══ Dataset

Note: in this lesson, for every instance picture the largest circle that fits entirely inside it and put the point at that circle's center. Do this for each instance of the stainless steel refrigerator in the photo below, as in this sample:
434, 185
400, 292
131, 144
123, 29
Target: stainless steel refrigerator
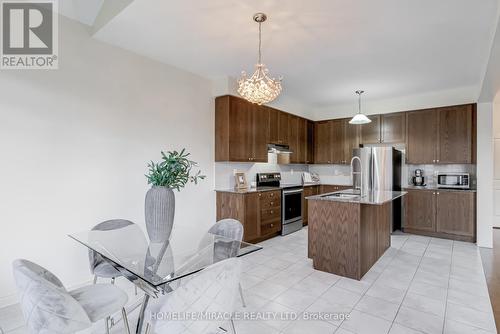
381, 170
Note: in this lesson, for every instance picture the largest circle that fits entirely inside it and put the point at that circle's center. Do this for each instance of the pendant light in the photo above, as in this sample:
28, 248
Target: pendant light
259, 88
360, 118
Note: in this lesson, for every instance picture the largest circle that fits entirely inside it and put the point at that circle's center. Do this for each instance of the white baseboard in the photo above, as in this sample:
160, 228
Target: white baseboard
13, 298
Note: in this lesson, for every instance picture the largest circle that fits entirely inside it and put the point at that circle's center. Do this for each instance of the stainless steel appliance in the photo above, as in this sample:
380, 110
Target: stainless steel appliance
291, 210
268, 180
291, 200
418, 178
453, 180
380, 170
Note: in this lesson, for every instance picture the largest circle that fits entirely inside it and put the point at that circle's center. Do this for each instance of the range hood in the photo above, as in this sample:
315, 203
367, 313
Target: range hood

════

• Brief:
Write the records above as a JSON list of strings, one string per line with blank lines omitted, from the line containing "of the pendant" through the final line of the records, both included.

• Result for this exercise:
[
  "Note: in this lesson, for every instance picture the largest circle that fits entirely inside it and put the point at that circle's center. Do this for each instance of the pendant light in the photo above, as in this sample:",
  "28, 248",
  "Target: pendant light",
  "259, 88",
  "360, 118",
  "Note: in this lesson, for every instance picture the largest circle that fits entirely inside it and put the point at that circle's center. Do this for each instance of the white baseboard in the photo above, as in this sample:",
  "160, 228",
  "Target: white baseboard",
  "13, 298",
  "Note: in this lesson, for every instance picture the largest circle that fits entirely inside it and put the point at that circle's center. Do this for each instance of the stainless steel appliance in the photo above, as in this sample:",
  "380, 110",
  "Target: stainless steel appliance",
  "291, 210",
  "268, 180",
  "291, 200",
  "418, 178",
  "453, 180",
  "380, 170",
  "Note: in this lesson, for every instance picture the largest circle that fits entirely inside it and put the point at that circle's center. Do this for each instance of the range hood in the photo above, as in this sample:",
  "315, 203",
  "367, 313",
  "Target: range hood"
]